--- Assigned task ---
Return every record exactly as written.
━━━ Input data ━━━
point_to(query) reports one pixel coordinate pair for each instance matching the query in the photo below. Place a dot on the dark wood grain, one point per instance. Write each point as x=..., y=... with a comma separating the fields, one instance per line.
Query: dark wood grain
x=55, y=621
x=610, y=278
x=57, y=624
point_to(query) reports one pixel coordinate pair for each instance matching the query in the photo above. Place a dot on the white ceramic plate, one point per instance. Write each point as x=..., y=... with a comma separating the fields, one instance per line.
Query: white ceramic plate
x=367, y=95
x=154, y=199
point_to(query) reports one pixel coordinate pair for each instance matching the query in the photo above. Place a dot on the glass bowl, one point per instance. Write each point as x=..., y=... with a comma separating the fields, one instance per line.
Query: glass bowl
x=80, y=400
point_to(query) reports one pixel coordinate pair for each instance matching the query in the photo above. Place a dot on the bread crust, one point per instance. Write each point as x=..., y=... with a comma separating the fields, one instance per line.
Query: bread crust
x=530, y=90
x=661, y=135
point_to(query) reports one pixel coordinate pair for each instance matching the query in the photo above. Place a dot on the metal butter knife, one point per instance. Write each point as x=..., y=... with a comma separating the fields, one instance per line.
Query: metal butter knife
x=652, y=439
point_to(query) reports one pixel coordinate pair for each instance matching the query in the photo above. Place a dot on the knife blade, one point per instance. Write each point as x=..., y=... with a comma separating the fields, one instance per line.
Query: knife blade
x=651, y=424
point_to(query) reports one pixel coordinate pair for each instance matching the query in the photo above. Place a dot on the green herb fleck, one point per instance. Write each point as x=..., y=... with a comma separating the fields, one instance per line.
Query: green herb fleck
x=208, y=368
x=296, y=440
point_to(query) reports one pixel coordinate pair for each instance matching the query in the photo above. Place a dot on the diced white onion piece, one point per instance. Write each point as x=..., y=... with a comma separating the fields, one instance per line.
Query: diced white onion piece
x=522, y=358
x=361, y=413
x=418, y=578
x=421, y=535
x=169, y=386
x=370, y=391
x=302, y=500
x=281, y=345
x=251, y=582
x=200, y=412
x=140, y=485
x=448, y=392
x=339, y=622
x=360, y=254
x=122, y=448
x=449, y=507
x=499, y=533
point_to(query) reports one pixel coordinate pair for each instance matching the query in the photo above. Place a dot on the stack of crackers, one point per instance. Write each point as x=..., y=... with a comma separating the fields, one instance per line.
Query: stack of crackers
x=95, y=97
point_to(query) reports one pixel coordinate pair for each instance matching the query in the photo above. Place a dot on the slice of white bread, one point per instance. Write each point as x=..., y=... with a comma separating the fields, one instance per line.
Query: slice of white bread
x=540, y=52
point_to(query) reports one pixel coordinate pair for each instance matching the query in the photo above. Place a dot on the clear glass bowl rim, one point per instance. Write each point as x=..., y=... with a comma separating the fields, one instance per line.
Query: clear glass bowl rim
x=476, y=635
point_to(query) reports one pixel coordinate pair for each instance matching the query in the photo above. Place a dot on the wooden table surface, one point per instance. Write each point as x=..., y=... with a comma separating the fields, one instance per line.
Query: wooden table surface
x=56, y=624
━━━
--- Task output ---
point_to(query) reports one pixel coordinate pair for each instance matching the query in the photo below. Place a dot on the dark wood grain, one point per instance. Write each point as x=..., y=... with a comma separating the fields, one instance per line.
Query: dark wood grain
x=55, y=621
x=610, y=278
x=57, y=624
point_to(query) reports one pixel coordinate pair for each instance matching the query in the photo above. Place a dot on the white ceramic plate, one point per instance. Write each point as x=..., y=... with a comma separating the fields, one instance per line.
Query: white ceramic plate
x=367, y=95
x=154, y=199
point_to(query) reports one pixel coordinate pair for each instance matching the query in the photo above. Place a dot on the glass bowl, one point per instance. Write each point as x=..., y=... with a comma separating the fields, one instance per line.
Query: glass bowl
x=80, y=400
point_to(query) reports one pixel coordinate pair for each instance matching the query in the photo above. Place a dot on the bread crust, one point per instance. Write each point as x=..., y=... with a comma separating the fields, one instance per line.
Query: bread crust
x=530, y=90
x=661, y=135
point_to(query) reports one pixel coordinate pair for each instance matching the query in the photo above. Place a dot on the metal butter knife, one point per instance. Write each point as x=..., y=... with a comma separating the fields, one instance per line.
Query: metal butter knife
x=652, y=439
point_to(query) reports one pixel coordinate pair for each instance matching the query in the photo above. Place a dot on the knife blade, one point per instance. Write each point as x=..., y=... with a comma separating the fields, one instance per line.
Query: knife blade
x=651, y=424
point_to(query) reports one pixel coordinate pair for each instance matching the query in the photo above. Place a dot on the green herb fleck, one point per instance. Write each point as x=..., y=... with a comma separating the fields, one instance per line.
Query: green herb fleck
x=208, y=368
x=296, y=440
point_to(query) reports one pixel coordinate pair for each instance matching the query in the photo above. Place a dot on the diced white onion piece, one point per instance. Write each point as x=..., y=... with a comma separating the fields, one instance per line.
Query: diced white onion piece
x=522, y=358
x=361, y=413
x=418, y=578
x=421, y=535
x=169, y=386
x=370, y=391
x=302, y=500
x=281, y=345
x=251, y=582
x=200, y=412
x=140, y=485
x=448, y=392
x=339, y=622
x=360, y=254
x=122, y=448
x=449, y=507
x=499, y=533
point_to(query) reports one pixel coordinate pair for each instance matching the query in the photo above. Place a dot on the stack of crackers, one point per instance. Write each point as x=..., y=... with a comma separating the fields, one instance per line.
Query: stack of crackers
x=95, y=97
point_to(query) reports one pixel coordinate pair for each instance matching the query in the photo above. Place a dot on the slice of white bread, one point per instance. Write each point as x=..., y=... with a comma separating the fields, one instance per line.
Query: slice of white bread
x=540, y=52
point_to(query) reports one pixel coordinate pair for each instance matching the query in the photo above. Place a dot on the clear glass bowl rim, one point per instance. Write each point as x=..., y=... with a comma separating the fields, one instance per line.
Query: clear glass bowl rim
x=476, y=635
point_to(query) reports one pixel coordinate pair for each instance matching the query in the photo above. Place a dot on the wooden table surface, one point per instance. Write each point as x=..., y=... with a comma separating the fields, one instance per line.
Query: wooden table surface
x=56, y=624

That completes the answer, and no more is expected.